Items from a data source

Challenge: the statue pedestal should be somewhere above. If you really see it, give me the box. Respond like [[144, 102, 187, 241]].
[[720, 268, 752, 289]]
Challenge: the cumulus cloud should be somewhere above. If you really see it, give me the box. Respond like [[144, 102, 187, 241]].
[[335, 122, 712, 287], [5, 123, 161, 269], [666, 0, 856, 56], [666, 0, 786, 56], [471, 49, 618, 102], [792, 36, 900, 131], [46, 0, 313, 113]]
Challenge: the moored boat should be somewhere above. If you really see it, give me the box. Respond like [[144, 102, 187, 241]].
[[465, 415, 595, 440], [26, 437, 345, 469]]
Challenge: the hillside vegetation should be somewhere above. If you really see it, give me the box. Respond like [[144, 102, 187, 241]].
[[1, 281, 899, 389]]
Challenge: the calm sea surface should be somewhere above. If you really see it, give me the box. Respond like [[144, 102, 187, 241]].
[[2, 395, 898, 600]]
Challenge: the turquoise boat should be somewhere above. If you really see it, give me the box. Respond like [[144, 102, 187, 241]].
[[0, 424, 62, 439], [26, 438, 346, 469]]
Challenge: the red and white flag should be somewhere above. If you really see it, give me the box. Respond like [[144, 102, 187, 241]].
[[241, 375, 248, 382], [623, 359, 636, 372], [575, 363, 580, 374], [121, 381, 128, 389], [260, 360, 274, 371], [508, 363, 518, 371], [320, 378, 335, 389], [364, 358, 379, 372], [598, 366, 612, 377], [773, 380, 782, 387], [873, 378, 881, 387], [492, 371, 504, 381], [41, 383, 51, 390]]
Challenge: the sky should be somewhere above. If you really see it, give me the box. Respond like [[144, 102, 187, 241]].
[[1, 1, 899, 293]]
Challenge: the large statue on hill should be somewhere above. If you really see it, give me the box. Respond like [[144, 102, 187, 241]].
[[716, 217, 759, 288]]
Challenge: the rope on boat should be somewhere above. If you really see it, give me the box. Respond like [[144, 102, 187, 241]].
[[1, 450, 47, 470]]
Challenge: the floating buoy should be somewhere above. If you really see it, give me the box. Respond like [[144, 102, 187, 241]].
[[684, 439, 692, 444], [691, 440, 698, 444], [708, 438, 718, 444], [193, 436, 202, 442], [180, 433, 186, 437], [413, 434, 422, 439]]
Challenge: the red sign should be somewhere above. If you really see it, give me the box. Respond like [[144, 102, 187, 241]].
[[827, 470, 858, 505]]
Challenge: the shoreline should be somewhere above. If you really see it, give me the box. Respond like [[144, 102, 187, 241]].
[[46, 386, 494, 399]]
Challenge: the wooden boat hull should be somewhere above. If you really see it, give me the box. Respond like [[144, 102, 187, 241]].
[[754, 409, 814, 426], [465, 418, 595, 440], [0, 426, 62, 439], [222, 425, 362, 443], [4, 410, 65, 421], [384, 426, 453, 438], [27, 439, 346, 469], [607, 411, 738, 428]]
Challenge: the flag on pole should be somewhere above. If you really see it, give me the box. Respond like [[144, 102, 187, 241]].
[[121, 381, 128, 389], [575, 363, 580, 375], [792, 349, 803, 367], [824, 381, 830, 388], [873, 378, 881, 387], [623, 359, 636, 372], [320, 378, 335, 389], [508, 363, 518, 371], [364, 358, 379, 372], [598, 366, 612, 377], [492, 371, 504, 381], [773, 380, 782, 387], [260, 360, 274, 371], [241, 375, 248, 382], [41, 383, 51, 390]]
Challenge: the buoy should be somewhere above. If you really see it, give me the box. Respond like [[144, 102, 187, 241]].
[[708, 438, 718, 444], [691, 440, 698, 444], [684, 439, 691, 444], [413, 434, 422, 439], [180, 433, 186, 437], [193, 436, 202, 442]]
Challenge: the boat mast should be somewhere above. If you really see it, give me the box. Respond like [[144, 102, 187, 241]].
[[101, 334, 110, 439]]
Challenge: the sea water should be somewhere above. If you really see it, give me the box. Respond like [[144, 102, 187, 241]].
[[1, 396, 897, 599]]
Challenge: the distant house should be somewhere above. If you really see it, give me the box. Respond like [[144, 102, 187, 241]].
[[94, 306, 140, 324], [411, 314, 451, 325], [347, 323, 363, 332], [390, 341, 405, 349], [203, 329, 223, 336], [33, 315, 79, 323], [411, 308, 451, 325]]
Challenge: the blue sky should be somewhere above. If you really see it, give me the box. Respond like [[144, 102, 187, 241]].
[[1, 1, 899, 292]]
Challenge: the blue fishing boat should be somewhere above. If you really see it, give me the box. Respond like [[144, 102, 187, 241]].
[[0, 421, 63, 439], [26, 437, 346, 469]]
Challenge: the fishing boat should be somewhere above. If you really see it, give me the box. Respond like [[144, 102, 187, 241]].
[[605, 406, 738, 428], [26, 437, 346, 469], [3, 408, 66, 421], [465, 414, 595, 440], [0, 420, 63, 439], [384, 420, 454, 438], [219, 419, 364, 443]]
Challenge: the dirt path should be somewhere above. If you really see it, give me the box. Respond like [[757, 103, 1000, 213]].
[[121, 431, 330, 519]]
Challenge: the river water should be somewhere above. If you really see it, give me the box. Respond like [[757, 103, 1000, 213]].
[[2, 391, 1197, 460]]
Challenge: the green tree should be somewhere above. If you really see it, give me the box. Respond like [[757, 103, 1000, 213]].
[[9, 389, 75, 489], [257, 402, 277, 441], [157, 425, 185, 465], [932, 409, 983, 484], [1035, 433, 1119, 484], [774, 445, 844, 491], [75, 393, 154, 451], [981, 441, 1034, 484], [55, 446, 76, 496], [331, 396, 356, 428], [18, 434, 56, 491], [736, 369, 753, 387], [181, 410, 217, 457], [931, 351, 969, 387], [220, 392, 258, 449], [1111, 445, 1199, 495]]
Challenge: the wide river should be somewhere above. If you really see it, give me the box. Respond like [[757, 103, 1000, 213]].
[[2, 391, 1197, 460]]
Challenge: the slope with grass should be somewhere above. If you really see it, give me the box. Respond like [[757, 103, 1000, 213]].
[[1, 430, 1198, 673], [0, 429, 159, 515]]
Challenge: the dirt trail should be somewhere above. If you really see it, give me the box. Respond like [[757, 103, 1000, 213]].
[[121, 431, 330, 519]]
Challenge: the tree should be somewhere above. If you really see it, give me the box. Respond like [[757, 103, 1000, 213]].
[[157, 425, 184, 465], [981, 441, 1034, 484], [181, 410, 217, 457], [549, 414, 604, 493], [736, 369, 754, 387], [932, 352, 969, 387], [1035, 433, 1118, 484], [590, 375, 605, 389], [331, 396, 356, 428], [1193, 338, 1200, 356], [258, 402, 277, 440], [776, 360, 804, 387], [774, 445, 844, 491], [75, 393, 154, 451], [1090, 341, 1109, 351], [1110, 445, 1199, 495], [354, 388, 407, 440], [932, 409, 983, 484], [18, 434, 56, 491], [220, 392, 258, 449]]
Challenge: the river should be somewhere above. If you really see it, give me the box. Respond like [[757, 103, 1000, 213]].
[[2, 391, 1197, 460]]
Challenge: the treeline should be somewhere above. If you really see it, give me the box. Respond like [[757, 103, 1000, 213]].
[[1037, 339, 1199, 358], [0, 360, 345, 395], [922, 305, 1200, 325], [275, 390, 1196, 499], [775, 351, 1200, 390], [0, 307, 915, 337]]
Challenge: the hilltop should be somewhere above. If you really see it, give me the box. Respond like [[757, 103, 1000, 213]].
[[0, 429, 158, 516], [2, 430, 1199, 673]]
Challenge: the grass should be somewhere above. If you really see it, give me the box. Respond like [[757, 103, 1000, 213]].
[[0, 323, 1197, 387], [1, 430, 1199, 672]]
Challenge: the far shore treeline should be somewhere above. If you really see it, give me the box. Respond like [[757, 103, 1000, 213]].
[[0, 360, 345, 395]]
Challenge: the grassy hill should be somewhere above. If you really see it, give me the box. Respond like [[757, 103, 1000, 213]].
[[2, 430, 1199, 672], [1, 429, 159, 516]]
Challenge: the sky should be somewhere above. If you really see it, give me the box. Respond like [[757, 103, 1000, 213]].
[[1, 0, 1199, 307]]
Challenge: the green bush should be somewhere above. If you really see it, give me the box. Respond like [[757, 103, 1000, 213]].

Assigned task: Look above for the line with "Challenge: the river should", then copy it and each later line exactly, stopping at the last line of the records.

Task solution:
Challenge: the river should be somewhere above. If you really see it, give me the box. Respond like [[757, 103, 1000, 213]].
[[2, 391, 1197, 460]]
Challenge: the treeline should be somewhere above. If you really see it, give me the box. Respond like [[757, 103, 1000, 213]].
[[1037, 339, 1199, 358], [0, 360, 345, 395], [922, 305, 1200, 325], [275, 390, 1196, 499], [775, 351, 1200, 390], [0, 307, 915, 337]]
Challenge: the hilltop should be somewhere above. If you really see it, give me the box. Respond like [[757, 103, 1000, 213]].
[[0, 429, 158, 516], [2, 430, 1199, 673]]
Challenge: the grass should be somewhere above. If you really see it, give me the box. Respond like [[757, 103, 1000, 213]].
[[0, 323, 1197, 387], [1, 430, 1199, 672]]
Challenge: the far shore treeline should be somewhere above. If you really see it, give me the box. Respond like [[757, 103, 1000, 213]].
[[0, 360, 345, 395]]
Challenge: the grassy hill should be somewhere above. If you really see it, give me the box. Respond like [[757, 103, 1000, 213]].
[[2, 430, 1199, 672], [1, 429, 159, 516]]
Challenge: the sky should be somewhere above. If you really see it, give me the box. Respond like [[757, 103, 1000, 213]].
[[1, 0, 1199, 307]]
Challenge: the green bush should be somewhere above. If you really see it, give me the box. Respond like [[757, 103, 1000, 213]].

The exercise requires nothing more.